Prompt 1:
Answer these questions using the passage on true Christians being forced out:
(a) Which scripture reference is given for Peter's warning that many would follow destructive ways?
(b) In the letter to Gaius, who is said to love having the preeminence?
(c) Which scripture reference is given for the statement "Therefore the world does not know us"?
Prompt 2: Transcribe the portion of the passage on true Christians being forced out that runs between "In the letter" and "were Christ's Gospel.", inclusive.

* START Excerpted passage *

True Christians forced out

   Peter warned the churches that many would be misled. There were false teachers among Christians who would bring in heresies, "and many will follow their destructive ways, because of whom the way of the truth will be blasphemed" (II Peter 2:2).
   The letters of Paul were twisted to give another meaning than intended (II Peter 3:15-16). But instead of leaving the local congregations and forming their own sects, as others had done at first, these false preachers remained within the congregations and soon began to expel the true Christians.
   In the letter of the apostle John to Gaius, we read: "I wrote to the church, but Diotrephes, who loves to have the preeminence among them, does not receive us. Therefore, if I come, I will call to mind his deeds which he does, prating against us with malicious words. And not content with that, he himself does not receive the brethren, and forbids those who wish to, putting them out of the church" (III John 9-10).
   The true Christians, who alone comprised the true Church, were being put out of the visible, organized congregations!
   These were the scattered ones of whom John said, "Therefore the world does not know us" (I John 3:1).
   The name Christian was being borne away by leaders who crept into the fellowship of the Church of God, captured the local congregations and, in the name of Christ, deceived the many into following' their false teachings as if it were Christ's Gospel.

* END Excerpted passage *
* START Records provided *

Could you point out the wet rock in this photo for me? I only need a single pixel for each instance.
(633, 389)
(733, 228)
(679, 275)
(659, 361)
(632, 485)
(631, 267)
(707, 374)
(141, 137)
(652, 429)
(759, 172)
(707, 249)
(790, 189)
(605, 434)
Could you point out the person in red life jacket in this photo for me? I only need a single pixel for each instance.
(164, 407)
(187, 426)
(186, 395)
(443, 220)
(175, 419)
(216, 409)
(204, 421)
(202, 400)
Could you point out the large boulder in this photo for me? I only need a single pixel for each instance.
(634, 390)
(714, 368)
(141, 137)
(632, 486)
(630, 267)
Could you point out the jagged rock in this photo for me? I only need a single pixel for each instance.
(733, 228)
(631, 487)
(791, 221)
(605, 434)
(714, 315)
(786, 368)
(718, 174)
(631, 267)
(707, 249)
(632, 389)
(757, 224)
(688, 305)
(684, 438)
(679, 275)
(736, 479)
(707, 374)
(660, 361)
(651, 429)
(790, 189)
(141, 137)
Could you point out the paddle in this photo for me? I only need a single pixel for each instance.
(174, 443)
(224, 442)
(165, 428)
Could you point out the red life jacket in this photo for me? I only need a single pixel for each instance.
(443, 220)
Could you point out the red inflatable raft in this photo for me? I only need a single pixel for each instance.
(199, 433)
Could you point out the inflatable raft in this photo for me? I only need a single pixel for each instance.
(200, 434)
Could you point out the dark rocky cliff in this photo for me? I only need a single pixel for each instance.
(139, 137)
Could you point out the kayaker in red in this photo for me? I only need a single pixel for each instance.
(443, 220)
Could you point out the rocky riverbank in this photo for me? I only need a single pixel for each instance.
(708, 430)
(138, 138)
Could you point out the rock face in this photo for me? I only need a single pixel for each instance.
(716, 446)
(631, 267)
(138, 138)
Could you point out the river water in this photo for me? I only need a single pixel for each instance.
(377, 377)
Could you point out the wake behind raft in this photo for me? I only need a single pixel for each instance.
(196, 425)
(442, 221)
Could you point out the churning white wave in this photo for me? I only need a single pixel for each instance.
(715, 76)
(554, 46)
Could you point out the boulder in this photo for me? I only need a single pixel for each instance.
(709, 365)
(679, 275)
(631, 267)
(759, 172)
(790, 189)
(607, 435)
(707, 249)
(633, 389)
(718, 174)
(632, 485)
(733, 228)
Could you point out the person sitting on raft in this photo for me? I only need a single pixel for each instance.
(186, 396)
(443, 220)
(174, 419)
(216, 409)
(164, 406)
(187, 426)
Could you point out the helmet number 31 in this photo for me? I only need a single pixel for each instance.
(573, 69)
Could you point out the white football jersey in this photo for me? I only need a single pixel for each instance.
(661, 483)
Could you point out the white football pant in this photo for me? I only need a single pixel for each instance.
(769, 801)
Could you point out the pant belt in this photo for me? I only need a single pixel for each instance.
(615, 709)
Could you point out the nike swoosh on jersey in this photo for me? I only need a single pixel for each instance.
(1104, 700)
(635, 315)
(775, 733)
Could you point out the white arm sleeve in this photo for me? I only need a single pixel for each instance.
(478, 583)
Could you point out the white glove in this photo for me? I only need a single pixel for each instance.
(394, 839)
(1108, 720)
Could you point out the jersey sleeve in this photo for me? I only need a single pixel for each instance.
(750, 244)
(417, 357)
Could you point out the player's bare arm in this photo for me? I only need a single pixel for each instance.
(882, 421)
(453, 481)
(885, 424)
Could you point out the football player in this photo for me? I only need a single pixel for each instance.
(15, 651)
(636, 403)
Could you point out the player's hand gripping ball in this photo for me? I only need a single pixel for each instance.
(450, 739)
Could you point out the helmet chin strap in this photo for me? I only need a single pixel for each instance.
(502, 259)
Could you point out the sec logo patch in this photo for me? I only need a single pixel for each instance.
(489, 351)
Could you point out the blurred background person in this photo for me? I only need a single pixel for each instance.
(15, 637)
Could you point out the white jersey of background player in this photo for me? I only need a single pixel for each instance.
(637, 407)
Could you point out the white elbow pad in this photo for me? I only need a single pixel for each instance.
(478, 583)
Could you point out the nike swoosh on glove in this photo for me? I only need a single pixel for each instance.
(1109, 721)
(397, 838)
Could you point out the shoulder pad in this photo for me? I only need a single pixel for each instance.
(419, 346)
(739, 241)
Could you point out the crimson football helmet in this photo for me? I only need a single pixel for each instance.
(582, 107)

* END Records provided *

Task output 1:
(a) II Peter 2:2
(b) Diotrephes
(c) I John 3:1

Task output 2:
In the letter of the apostle John to Gaius, we read: "I wrote to the church, but Diotrephes, who loves to have the preeminence among them, does not receive us. Therefore, if I come, I will call to mind his deeds which he does, prating against us with malicious words. And not content with that, he himself does not receive the brethren, and forbids those who wish to, putting them out of the church" (III John 9-10).
   The true Christians, who alone comprised the true Church, were being put out of the visible, organized congregations!
   These were the scattered ones of whom John said, "Therefore the world does not know us" (I John 3:1).
   The name Christian was being borne away by leaders who crept into the fellowship of the Church of God, captured the local congregations and, in the name of Christ, deceived the many into following' their false teachings as if it were Christ's Gospel.